* [Exercise description] Please print every line from the one containing "the form [1,216]." through the last line of the records below, exactly as written and nothing more.

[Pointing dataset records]
<<<<

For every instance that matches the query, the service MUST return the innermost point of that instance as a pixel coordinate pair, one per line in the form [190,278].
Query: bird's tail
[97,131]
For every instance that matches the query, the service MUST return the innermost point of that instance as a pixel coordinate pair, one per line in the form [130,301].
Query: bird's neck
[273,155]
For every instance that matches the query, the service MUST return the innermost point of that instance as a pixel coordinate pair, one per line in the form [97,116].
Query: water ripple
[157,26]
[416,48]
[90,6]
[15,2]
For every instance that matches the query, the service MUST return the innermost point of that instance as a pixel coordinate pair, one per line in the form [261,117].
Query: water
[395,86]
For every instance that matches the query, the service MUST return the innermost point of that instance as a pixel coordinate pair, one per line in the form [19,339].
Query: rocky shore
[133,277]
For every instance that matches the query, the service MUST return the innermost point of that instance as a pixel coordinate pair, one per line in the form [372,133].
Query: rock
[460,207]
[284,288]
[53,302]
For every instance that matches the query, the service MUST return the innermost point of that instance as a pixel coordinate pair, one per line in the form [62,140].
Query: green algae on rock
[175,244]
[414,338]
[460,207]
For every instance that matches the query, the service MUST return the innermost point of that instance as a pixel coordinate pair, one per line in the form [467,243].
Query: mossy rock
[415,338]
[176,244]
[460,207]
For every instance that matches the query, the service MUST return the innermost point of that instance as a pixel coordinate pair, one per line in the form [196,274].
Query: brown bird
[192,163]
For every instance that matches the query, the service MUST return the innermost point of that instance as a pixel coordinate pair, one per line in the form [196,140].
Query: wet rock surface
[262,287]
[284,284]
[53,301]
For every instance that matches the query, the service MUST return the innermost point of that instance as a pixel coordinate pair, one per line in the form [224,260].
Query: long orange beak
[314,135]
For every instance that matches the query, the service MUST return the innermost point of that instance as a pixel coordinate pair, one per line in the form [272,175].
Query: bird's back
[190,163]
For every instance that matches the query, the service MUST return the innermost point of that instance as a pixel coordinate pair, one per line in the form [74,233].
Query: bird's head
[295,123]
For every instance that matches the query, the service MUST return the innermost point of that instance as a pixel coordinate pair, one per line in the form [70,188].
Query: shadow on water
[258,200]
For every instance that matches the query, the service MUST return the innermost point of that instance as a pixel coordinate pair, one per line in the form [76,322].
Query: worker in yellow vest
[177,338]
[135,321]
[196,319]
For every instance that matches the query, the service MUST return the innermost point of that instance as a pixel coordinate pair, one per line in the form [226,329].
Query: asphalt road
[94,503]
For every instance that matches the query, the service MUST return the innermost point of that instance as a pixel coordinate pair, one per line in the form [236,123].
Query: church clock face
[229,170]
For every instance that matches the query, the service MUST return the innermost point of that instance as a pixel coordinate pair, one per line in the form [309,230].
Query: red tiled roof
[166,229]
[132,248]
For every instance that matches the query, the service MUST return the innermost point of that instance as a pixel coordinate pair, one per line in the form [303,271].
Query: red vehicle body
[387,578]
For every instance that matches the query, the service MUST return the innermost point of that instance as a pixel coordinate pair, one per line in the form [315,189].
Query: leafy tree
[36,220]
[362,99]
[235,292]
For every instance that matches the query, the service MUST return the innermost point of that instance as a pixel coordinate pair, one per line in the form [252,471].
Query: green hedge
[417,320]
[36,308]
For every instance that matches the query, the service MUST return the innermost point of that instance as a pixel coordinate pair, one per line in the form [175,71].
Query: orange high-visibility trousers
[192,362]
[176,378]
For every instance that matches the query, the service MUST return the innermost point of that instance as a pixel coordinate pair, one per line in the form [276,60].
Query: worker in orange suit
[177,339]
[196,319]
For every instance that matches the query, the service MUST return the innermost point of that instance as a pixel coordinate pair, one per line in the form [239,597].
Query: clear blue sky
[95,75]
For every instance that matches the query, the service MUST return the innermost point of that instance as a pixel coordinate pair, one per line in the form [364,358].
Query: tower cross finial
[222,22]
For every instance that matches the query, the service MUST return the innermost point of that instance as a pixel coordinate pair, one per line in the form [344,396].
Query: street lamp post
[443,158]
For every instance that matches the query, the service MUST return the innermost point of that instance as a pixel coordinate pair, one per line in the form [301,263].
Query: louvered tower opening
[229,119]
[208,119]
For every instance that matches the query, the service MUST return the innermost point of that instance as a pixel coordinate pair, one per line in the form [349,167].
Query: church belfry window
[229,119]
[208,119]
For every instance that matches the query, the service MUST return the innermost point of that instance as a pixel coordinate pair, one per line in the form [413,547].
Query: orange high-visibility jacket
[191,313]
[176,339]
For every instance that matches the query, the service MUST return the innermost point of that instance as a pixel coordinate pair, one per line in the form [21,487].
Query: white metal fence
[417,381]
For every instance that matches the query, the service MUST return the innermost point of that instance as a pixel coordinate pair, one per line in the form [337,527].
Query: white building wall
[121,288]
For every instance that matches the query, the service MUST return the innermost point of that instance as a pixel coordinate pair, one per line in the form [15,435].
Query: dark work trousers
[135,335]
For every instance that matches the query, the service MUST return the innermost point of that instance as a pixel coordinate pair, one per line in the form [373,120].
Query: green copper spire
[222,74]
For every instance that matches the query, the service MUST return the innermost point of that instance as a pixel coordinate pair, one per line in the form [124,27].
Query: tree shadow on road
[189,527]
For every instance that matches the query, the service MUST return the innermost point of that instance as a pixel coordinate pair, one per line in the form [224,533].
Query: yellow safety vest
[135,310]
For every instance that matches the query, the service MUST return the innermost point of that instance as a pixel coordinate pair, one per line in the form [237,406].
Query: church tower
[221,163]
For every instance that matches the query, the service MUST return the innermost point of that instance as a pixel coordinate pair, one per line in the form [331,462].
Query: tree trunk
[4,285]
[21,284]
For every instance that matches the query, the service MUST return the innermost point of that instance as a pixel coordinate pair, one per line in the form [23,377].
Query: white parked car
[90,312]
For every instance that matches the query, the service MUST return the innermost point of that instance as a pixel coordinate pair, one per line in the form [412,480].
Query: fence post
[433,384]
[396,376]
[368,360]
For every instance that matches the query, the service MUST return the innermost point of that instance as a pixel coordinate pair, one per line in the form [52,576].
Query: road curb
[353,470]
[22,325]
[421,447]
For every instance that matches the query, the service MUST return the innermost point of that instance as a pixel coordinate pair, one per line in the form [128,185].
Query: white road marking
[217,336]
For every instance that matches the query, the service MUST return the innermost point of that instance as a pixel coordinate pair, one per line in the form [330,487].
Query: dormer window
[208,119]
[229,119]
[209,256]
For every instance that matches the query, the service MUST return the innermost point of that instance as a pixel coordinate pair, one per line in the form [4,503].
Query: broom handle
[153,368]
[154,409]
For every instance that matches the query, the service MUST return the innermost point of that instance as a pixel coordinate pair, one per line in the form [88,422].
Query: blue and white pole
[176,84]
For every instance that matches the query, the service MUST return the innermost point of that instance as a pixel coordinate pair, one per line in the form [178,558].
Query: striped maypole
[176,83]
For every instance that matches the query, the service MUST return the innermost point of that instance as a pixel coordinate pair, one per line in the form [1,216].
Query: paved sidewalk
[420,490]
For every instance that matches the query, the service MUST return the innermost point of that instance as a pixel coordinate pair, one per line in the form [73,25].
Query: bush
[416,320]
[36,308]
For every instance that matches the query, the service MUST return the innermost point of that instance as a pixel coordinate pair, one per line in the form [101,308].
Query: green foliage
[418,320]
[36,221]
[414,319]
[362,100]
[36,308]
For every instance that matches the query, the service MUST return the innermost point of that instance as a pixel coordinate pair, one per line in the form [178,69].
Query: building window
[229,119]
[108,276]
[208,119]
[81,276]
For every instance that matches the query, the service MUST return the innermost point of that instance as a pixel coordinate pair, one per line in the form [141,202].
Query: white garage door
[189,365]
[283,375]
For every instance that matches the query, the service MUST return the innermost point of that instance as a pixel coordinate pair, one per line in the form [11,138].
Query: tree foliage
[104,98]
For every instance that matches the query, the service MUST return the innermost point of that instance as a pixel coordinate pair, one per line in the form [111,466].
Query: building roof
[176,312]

>>>>

* [Answer to this task]
For every instance that matches the query, the service MUST return the innermost point of that instance as a pixel coordinate pair, one per line in the form [1,216].
Query: paved sidewalk
[420,490]
For every instance that matches the query, the service MUST return the innermost point of that instance as a pixel coordinate pair, one per line in the form [73,25].
Query: bush
[416,320]
[36,308]
For every instance that matches the query, the service MUST return the innermost point of that instance as a pixel coordinate pair, one per line in the form [101,308].
Query: green foliage
[418,320]
[36,221]
[414,319]
[362,100]
[36,308]
For every instance that matches the query, the service MUST return the innermost point of that instance as a pixel coordinate pair, one per line in the form [178,69].
Query: building window
[229,119]
[108,276]
[208,119]
[81,276]
For every instance that matches the query, the service MUST return the innermost point of that instance as a pixel coordinate pair, one per line in the form [141,202].
Query: white garage door
[189,365]
[283,375]
For every instance that matches the query, the service MUST return the innermost point of that instance as a pixel coordinate pair, one per line in the form [11,138].
Query: tree foliage
[104,98]
For every instance that matches the query, the service MUST return the innermost point of that instance as a pixel coordinate pair, one per line in the form [111,466].
Query: building roof
[176,312]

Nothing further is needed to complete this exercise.